Character for character, reproduce every entry below.
::: Material shown
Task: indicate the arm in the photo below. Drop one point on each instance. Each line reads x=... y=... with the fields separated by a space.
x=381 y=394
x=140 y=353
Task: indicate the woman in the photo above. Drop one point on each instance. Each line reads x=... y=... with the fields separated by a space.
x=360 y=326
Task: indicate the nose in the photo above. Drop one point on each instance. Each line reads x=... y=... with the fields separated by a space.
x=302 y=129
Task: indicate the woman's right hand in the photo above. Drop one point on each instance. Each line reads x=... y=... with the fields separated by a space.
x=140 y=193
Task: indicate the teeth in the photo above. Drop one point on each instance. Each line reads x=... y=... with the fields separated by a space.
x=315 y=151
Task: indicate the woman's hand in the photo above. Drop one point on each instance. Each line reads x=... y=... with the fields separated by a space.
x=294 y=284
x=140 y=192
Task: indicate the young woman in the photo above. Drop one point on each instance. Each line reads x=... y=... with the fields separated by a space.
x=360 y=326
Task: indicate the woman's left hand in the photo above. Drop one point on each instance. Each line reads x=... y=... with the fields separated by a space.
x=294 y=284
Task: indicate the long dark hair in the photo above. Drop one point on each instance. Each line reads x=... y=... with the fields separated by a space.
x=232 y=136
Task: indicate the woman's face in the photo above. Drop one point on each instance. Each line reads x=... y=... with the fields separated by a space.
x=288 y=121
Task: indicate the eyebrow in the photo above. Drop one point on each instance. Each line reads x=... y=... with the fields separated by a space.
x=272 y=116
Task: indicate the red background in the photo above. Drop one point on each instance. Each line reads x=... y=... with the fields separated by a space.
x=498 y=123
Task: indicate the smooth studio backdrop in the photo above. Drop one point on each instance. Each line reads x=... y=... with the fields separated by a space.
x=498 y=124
::::::
### Your solution
Task: indicate the arm in the photo below. Drop one point on each instance. Each line reads x=... y=... with the fields separated by a space.
x=381 y=394
x=140 y=353
Task: indicate the woman in the photo above. Drop one point on each instance. Each line reads x=... y=... with the fields separated by a space.
x=360 y=326
Task: indicate the nose in the photo above. Drop one point on each instance. Each line reads x=... y=... with the fields separated by a space.
x=302 y=129
Task: indicate the woman's right hand in the photo above. Drop one point on each instance. Each line reads x=... y=... with the fields separated by a space.
x=140 y=193
Task: indicate the teeth in the photo above. Drop one point on each instance. Each line reads x=... y=... with the fields separated by a space.
x=315 y=151
Task: indicate the woman's hand in the photo above. Drop one point on each instance. Each line reads x=... y=... with the fields separated by a space.
x=294 y=284
x=140 y=192
Task: indicate the young woman in the photo above. Drop one point on each instance. Each line reads x=... y=... with the fields separated by a space.
x=360 y=326
Task: indicate the woman's left hand in the photo above. Drop one point on each instance. Each line reads x=... y=... with the fields separated by a space.
x=294 y=284
Task: indicate the long dark hair in the photo above. Drop one point on each instance. Each line reads x=... y=... with the fields separated by a space.
x=232 y=136
Task: indicate the woman's face in the photo above. Drop one point on each instance. Each line reads x=... y=... with the fields separated by a space.
x=288 y=121
Task: indicate the eyebrow in the photo above. Drop one point on each instance. Each line reads x=... y=... with the fields separated by a space.
x=272 y=116
Task: indicate the red background in the photo above. Drop one point on each instance. Each line reads x=... y=... with the fields separated by a space.
x=498 y=123
Task: indicate the smooth studio backdrop in the photo above. Drop one point on each instance. Each line reads x=... y=... with the fields separated by a space.
x=498 y=124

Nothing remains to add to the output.